**Set problem**
Reproduce every item below verbatim, with no changes to any line.

-- -- --

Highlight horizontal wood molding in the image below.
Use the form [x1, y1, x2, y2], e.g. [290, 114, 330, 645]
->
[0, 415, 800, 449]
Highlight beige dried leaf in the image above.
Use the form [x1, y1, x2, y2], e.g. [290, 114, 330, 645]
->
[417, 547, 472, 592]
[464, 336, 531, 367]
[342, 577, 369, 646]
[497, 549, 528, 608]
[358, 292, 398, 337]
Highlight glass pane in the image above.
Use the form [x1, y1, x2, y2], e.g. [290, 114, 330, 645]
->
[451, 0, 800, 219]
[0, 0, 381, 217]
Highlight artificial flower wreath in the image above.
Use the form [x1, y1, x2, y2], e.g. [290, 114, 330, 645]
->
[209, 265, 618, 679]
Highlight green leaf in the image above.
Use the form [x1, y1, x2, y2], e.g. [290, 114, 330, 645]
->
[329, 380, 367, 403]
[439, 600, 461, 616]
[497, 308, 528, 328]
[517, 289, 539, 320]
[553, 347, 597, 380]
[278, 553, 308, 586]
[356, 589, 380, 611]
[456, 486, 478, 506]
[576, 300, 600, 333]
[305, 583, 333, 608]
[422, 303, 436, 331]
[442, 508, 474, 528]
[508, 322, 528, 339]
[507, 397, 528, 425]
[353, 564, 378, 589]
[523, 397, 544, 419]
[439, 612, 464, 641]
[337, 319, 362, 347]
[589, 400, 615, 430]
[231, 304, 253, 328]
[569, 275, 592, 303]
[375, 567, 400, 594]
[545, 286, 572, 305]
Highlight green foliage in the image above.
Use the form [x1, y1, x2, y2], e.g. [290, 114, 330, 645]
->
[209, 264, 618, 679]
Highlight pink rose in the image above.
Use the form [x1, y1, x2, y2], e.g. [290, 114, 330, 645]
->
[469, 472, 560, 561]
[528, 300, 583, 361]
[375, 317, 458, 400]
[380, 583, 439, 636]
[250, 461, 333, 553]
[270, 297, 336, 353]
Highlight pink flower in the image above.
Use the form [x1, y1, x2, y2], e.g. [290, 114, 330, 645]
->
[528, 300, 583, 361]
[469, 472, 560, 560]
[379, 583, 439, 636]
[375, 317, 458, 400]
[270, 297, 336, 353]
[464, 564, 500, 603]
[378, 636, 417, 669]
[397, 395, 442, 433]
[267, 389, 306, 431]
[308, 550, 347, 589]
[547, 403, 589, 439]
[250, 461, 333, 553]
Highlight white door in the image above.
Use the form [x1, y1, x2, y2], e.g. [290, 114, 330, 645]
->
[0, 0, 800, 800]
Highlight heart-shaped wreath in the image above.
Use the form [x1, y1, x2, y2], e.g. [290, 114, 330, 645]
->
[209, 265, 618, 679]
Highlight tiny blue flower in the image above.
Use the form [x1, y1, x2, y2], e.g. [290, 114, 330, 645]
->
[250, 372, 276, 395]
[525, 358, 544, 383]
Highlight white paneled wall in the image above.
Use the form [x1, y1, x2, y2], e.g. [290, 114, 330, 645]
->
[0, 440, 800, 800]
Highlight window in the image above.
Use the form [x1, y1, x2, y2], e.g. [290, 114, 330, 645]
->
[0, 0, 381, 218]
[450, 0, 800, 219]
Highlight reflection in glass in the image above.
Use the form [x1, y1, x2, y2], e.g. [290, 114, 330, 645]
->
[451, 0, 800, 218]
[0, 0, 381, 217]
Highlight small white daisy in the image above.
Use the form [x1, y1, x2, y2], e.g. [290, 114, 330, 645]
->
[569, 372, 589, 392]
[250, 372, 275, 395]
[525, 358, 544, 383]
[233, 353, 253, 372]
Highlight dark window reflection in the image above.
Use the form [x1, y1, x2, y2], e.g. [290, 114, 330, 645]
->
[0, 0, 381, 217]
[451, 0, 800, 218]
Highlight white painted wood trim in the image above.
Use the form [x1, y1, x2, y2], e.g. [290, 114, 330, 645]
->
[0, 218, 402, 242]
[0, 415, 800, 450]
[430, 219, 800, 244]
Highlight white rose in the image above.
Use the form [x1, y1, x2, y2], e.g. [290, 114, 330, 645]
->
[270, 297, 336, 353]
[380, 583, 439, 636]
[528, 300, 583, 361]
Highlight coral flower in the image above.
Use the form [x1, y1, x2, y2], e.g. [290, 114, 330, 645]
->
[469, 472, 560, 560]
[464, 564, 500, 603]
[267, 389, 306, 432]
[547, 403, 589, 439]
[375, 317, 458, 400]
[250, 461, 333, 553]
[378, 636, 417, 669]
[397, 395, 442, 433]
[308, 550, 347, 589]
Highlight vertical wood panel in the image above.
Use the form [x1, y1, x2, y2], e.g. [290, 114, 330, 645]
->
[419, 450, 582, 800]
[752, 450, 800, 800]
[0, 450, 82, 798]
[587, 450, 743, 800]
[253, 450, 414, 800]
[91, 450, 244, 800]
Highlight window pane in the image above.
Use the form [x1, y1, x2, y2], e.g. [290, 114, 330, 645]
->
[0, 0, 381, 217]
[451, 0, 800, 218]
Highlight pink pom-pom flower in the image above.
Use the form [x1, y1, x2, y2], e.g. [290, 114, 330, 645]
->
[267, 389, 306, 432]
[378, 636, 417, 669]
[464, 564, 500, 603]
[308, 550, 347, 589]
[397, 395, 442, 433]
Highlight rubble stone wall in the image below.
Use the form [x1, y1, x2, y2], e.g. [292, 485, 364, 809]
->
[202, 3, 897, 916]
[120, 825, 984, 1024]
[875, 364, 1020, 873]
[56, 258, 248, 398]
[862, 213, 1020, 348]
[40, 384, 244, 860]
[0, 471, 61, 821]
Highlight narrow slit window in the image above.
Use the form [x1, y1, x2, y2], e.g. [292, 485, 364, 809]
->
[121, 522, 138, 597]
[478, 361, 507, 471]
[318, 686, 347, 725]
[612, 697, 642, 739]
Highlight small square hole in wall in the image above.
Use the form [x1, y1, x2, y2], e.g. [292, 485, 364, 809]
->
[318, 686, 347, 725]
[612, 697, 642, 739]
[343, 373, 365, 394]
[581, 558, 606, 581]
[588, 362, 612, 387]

-- -- --

**Reply**
Highlight horizontal wood molding in the image below.
Use the form [x1, y1, x2, y2], e.g. [290, 114, 330, 645]
->
[0, 415, 800, 449]
Highlight beige dried leaf in the image above.
Use the form [x1, y1, x2, y2], e.g. [290, 114, 330, 645]
->
[417, 547, 472, 592]
[464, 336, 531, 367]
[342, 577, 369, 646]
[497, 549, 528, 608]
[358, 292, 398, 337]
Highlight glass pane in the image above.
Use the form [x1, y1, x2, y2], e.g. [290, 114, 330, 645]
->
[451, 0, 800, 219]
[0, 0, 381, 217]
Highlight artificial flower wreath in the image above.
Use the form [x1, y1, x2, y2], e.g. [290, 114, 330, 645]
->
[209, 265, 618, 679]
Highlight green leaf in the image above.
Use the form [x1, y1, x2, y2], e.g. [290, 114, 330, 645]
->
[329, 380, 367, 403]
[439, 600, 461, 616]
[497, 308, 528, 328]
[517, 289, 539, 320]
[553, 347, 597, 380]
[278, 553, 308, 586]
[356, 589, 380, 611]
[456, 486, 478, 506]
[576, 300, 600, 333]
[305, 583, 333, 608]
[422, 303, 436, 331]
[442, 508, 474, 528]
[508, 322, 528, 339]
[507, 397, 528, 425]
[353, 564, 378, 589]
[523, 397, 544, 419]
[439, 612, 464, 641]
[337, 319, 362, 347]
[589, 400, 615, 430]
[231, 304, 253, 328]
[569, 275, 592, 303]
[375, 567, 400, 594]
[545, 286, 572, 305]
Highlight green foliage in the image above.
Use the form [x1, y1, x2, y2], e.g. [290, 114, 330, 645]
->
[209, 264, 618, 679]
Highlight pink rose in the image above.
Use the form [x1, y1, x2, y2], e.g. [290, 114, 330, 645]
->
[469, 472, 560, 561]
[528, 300, 583, 361]
[375, 317, 458, 400]
[380, 583, 439, 636]
[250, 461, 333, 553]
[270, 297, 336, 353]
Highlight pink flower in the image above.
Use the form [x1, y1, x2, y2], e.g. [290, 114, 330, 645]
->
[528, 300, 583, 361]
[469, 472, 560, 560]
[379, 583, 439, 636]
[375, 317, 458, 400]
[270, 297, 336, 353]
[464, 564, 500, 603]
[378, 636, 417, 669]
[397, 395, 442, 433]
[267, 389, 306, 431]
[308, 550, 347, 589]
[547, 403, 589, 439]
[250, 461, 333, 553]
Highlight white door in the image above.
Use the form [x1, y1, x2, y2], e.g. [290, 114, 330, 645]
->
[0, 0, 800, 800]
Highlight heart-shaped wreath in the image above.
Use the form [x1, y1, x2, y2], e.g. [290, 114, 330, 645]
->
[209, 265, 618, 679]
Highlight tiny blue flower in the image above.
Use the form [x1, y1, x2, y2], e.g. [290, 114, 330, 645]
->
[250, 372, 276, 395]
[525, 358, 544, 383]
Highlight white paneled wall in the image above.
Use the form [x1, y1, x2, y2], e.g. [290, 114, 330, 645]
->
[0, 440, 800, 800]
Highlight window in the image above.
Use the form [x1, y1, x2, y2], e.g. [290, 114, 330, 645]
->
[0, 0, 381, 218]
[450, 0, 800, 219]
Highlight reflection in glass in the image above.
Use the form [x1, y1, x2, y2], e.g. [290, 114, 330, 645]
->
[451, 0, 800, 218]
[0, 0, 381, 217]
Highlight small white daisy in the image above.
Use the form [x1, y1, x2, y2], e.g. [290, 114, 330, 645]
->
[569, 372, 589, 392]
[250, 372, 275, 395]
[525, 358, 544, 383]
[233, 353, 253, 372]
Highlight dark window reflection in the image above.
Use the form [x1, y1, x2, y2], e.g. [290, 114, 330, 645]
->
[0, 0, 381, 217]
[451, 0, 800, 218]
Highlight white painted wood trim in the image above.
Use the form [x1, y1, x2, y2], e.g. [290, 114, 330, 645]
->
[0, 218, 402, 242]
[0, 415, 800, 450]
[430, 219, 800, 244]
Highlight white rose in the image above.
Use the form [x1, y1, x2, y2], e.g. [290, 114, 330, 645]
->
[270, 297, 336, 353]
[380, 583, 439, 636]
[528, 300, 583, 361]
Highlight coral flower in the image above.
Use the form [x1, y1, x2, y2], e.g. [290, 114, 330, 645]
->
[469, 472, 560, 560]
[464, 564, 500, 603]
[267, 389, 306, 432]
[547, 403, 589, 439]
[375, 317, 458, 400]
[250, 461, 333, 553]
[378, 636, 417, 669]
[397, 395, 442, 433]
[308, 550, 347, 589]
Highlight vertical wood panel in the image above.
Use the form [x1, y1, x2, y2], e.g. [290, 114, 330, 645]
->
[419, 450, 582, 800]
[752, 450, 800, 800]
[0, 450, 82, 798]
[587, 450, 743, 800]
[253, 450, 414, 800]
[91, 450, 244, 800]
Highlight window pane in the image above.
Use the form [x1, y1, x2, y2], e.g. [290, 114, 330, 645]
->
[0, 0, 381, 217]
[451, 0, 800, 218]
Highlight pink pom-pom flower in the image above.
Use the form [x1, y1, x2, y2], e.g. [290, 114, 330, 645]
->
[267, 389, 306, 432]
[378, 636, 417, 669]
[464, 564, 500, 603]
[308, 550, 347, 589]
[397, 395, 442, 433]
Highlight rubble stone wall in the image below.
Use the form [x1, y1, x2, y2], e.g. [292, 485, 364, 809]
->
[202, 3, 897, 916]
[120, 825, 984, 1024]
[875, 364, 1020, 873]
[56, 258, 248, 398]
[862, 213, 1020, 348]
[40, 384, 244, 860]
[0, 471, 61, 821]
Highlight narrow slit window in the image above.
Use the form [x1, y1, x2, y2], e.g. [292, 485, 364, 809]
->
[121, 522, 138, 597]
[478, 361, 507, 471]
[318, 686, 347, 725]
[612, 697, 642, 739]
Highlight small square hole in wall in the image above.
Use the form [x1, y1, x2, y2], e.g. [292, 485, 364, 809]
->
[318, 686, 347, 725]
[612, 697, 642, 739]
[343, 373, 365, 394]
[581, 558, 606, 581]
[588, 362, 612, 387]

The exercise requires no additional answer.